- _ЗАДАНИЕ 1_
Перечислите всех людей, которые названы по имени или фамилии в отрывке об Иване Бунине и нобелевских лауреатах.

- _ПРЕДОСТАВЛЕННЫЙ ОТРЫВОК_
_____

Неизвестный Троцкий (Илья Троцкий, Иван Бунин и эмиграция первой волны)
Шрифт:
И любопытно: ни один из прочих лауреатов с таким достоинством и с такой выдержкою не принимал из рук короля премии, как Бунин, в его поклоне королю не было ничего верноподданнического и сервильного. Король от литературы уверенно и равноправно жал руку венчанному монарху. Это не ускользнуло от внимания шведов.
Описывая внешний вид новоиспеченных нобелевских лауреатов, И.М. Троцкий, когда речь идет о Бунине, использует элегическую тональность:
сидит в глубокой задумчивости и на лице его написана какая-то большая печаль. Не то он вспоминает заседания былой российской академии, в которой сам некогда заседал, не то старается проникнуть в тайный смысл чужой и непонятной ему речи докладчика.
Что
Молодой немец Гейзенберг, типичный бурш, со следами незаживших шрамов и с физиономией «послушного штурмовика», не совсем удобно чувствующего себя во фраке, сидит, как будто окаменел. Быть может, его смущает соседство нервного коллеги, еврея Шредингера, вынужденного из-за неарийского происхождения оставить Берлинский университет, и перенести свою научную деятельность в более толерантный и гостеприимный Оксфорд. Если внимательно вглядеться в лицо Шредингера, то на нем нетрудно прочесть потаенную горечь и незаслуженно понесенную обиду. Такие лица евреев можно видеть на старинных гравюрах эпохи испанской инквизиции. Шредингер явно <...> волнуется и что-то набрасывает на бумаге. И только один Дирак не обнаруживает никаких признаков волнения. Вся его фигура подлинного бритта, узкая, тонкая и хорошо вытренированная, как будто устремляется ввысь. Он сидит в <...> непринужденной позе, словно присутствует в театре на гастроли заезжей знаменитости. Небрежно играет пальцами рук и рассматривает публику.
Трудно сказать, на каком основании И. Троцкий причислил австрийца Шредингера, родившегося в католической (по отцу) и протестантской (по матери) семье, к еврейскому племени, что именно напоминало ему образ еврея «эпохи испанской инквизиции» в чертах его лица, и как ему удалось на нем «прочесть потаенную горечь и незаслуженно понесенную обиду».
Неизменно чуравшийся любой политической активности, Эрвин Шредингер своего отрицательного отношения к нацизму открыто не высказывал. Но поскольку сохранять аполитичность в фашистской Германии (как и в СССР) стало невозможно, он предпочел принять приглашение работать в Оксфорде.

_____

Записи из коллекции

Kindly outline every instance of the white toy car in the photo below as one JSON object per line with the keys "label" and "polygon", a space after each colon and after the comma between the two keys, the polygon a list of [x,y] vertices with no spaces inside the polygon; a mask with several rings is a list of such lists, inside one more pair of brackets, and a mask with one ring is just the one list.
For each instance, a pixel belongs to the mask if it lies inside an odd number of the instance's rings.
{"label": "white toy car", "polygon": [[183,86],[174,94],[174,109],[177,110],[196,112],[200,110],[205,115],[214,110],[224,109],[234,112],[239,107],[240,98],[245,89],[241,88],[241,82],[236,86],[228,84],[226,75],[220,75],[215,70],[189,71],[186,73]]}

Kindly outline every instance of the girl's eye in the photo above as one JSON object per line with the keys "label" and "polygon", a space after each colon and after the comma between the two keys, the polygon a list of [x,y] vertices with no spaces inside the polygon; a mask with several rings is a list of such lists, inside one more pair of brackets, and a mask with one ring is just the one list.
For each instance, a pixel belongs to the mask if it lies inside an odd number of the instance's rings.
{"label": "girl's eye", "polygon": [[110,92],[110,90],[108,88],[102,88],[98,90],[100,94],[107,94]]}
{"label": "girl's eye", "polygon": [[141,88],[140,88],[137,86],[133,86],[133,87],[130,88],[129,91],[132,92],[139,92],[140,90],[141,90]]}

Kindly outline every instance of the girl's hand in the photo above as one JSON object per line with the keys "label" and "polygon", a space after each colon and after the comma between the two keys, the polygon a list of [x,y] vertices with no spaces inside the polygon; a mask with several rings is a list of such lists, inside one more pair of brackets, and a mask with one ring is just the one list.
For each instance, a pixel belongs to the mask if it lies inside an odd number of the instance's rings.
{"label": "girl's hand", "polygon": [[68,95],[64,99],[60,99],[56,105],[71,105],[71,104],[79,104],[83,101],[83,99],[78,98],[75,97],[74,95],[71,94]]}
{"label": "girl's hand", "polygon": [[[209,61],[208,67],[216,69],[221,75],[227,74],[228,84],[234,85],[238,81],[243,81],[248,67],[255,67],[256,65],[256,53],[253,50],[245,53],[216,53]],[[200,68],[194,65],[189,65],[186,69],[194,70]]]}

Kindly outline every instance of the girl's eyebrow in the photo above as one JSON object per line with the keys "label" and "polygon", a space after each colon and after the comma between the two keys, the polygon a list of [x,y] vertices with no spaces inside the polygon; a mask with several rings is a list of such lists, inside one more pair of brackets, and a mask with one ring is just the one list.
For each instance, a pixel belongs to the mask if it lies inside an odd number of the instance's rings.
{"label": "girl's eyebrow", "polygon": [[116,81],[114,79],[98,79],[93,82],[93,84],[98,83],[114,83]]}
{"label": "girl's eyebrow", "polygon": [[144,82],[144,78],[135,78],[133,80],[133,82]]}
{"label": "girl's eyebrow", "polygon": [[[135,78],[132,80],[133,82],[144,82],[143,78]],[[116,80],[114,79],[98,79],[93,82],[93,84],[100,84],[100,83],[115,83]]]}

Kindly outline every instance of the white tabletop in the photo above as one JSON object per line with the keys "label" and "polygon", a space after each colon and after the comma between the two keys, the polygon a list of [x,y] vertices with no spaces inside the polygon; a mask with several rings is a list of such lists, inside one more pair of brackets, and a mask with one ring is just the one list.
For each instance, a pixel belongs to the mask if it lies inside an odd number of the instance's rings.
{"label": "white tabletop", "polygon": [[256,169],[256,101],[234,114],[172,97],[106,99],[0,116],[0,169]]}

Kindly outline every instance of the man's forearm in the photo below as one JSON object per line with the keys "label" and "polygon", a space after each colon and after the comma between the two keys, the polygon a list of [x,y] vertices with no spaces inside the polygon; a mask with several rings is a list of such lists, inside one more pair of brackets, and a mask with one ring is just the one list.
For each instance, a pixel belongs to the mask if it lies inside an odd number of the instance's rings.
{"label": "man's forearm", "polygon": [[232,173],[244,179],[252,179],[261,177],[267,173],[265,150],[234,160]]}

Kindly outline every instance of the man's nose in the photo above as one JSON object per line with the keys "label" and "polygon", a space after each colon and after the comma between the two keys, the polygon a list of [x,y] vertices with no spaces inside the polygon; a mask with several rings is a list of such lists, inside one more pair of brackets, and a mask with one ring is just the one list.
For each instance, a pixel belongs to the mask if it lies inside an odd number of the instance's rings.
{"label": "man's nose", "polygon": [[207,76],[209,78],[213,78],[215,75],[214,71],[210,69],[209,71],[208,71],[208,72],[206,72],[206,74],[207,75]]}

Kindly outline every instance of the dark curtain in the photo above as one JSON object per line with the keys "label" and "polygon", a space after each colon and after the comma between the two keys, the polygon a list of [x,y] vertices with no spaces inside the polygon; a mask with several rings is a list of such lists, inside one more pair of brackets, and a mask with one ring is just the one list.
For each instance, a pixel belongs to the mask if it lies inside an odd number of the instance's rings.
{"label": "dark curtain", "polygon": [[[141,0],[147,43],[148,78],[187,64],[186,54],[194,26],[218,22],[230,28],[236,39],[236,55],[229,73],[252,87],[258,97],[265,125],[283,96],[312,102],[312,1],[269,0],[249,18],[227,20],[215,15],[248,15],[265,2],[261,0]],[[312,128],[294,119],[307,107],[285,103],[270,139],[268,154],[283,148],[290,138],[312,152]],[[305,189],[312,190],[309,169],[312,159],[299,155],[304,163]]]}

_____

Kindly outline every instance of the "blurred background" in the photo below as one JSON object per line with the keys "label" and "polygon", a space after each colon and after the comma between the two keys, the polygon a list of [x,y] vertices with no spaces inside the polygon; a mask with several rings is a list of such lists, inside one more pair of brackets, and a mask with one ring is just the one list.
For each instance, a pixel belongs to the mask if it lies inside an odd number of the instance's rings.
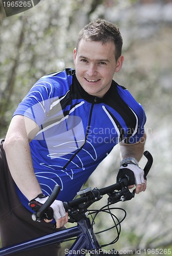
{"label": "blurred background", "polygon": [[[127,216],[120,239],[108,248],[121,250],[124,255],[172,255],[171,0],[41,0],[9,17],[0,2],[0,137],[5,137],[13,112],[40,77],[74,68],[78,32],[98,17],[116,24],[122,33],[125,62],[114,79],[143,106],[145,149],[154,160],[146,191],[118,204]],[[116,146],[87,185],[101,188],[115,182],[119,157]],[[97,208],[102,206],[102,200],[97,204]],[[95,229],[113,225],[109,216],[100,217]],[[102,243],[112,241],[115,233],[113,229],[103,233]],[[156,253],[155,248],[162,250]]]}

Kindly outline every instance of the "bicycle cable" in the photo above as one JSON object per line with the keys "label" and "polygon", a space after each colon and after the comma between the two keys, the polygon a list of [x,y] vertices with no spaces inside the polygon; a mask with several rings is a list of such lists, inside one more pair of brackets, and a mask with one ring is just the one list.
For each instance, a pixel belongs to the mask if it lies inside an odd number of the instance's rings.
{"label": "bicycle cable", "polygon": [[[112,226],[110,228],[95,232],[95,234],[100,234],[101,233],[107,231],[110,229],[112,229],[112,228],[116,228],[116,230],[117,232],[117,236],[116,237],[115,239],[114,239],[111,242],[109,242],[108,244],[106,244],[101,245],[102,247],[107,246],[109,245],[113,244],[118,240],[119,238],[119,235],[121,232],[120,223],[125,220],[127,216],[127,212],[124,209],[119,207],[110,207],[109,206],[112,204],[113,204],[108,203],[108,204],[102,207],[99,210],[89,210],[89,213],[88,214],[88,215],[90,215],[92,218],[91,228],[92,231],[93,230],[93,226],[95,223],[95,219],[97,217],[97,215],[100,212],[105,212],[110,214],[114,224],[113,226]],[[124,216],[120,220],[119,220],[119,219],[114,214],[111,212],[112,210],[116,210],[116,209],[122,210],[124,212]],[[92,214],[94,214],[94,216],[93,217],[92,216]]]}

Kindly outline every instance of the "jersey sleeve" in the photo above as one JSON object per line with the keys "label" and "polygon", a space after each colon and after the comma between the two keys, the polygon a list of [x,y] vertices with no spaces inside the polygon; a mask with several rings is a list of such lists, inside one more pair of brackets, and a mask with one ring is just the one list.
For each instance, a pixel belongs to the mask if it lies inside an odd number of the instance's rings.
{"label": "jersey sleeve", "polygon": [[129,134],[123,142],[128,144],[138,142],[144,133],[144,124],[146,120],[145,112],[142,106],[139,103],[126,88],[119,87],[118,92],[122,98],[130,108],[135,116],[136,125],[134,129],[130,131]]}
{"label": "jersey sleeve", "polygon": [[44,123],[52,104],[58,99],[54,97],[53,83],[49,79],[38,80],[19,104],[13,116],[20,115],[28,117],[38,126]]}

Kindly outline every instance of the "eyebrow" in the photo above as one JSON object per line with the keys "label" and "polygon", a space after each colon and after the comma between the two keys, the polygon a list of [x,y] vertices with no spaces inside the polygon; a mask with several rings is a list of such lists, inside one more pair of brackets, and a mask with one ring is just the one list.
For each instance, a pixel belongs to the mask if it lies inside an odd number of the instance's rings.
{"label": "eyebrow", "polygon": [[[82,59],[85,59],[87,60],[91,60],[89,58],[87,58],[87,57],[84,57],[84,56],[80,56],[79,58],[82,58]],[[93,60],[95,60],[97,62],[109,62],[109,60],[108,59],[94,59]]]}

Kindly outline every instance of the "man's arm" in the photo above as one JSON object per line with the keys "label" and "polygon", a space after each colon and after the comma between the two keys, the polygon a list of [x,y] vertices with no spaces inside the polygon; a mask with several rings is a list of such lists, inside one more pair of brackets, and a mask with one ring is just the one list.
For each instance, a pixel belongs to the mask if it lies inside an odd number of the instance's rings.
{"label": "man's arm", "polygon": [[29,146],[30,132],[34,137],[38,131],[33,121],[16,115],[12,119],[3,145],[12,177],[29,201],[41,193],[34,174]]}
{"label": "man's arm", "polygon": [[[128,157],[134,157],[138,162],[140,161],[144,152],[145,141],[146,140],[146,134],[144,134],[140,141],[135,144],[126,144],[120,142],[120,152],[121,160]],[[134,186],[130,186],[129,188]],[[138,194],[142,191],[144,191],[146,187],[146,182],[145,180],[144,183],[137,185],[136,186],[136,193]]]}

_____

- _ЗАДАНИЕ 2_
Верните каждую строку записей, в которой встречается слово "tabletop".

- _ПРАВИЛЬНЫЙ ОТВЕТ 1_
Илья Троцкий (И.М. Троцкий), Иван Бунин, Гейзенберг, Эрвин Шредингер, Дирак.

- _ПРАВИЛЬНЫЙ ОТВЕТ 2_
Kindly outline every instance of the white tabletop in the photo above as one JSON object per line with the keys "label" and "polygon", a space after each colon and after the comma between the two keys, the polygon a list of [x,y] vertices with no spaces inside the polygon; a mask with several rings is a list of such lists, inside one more pair of brackets, and a mask with one ring is just the one list.
{"label": "white tabletop", "polygon": [[256,169],[256,101],[234,114],[172,97],[106,99],[0,116],[0,169]]}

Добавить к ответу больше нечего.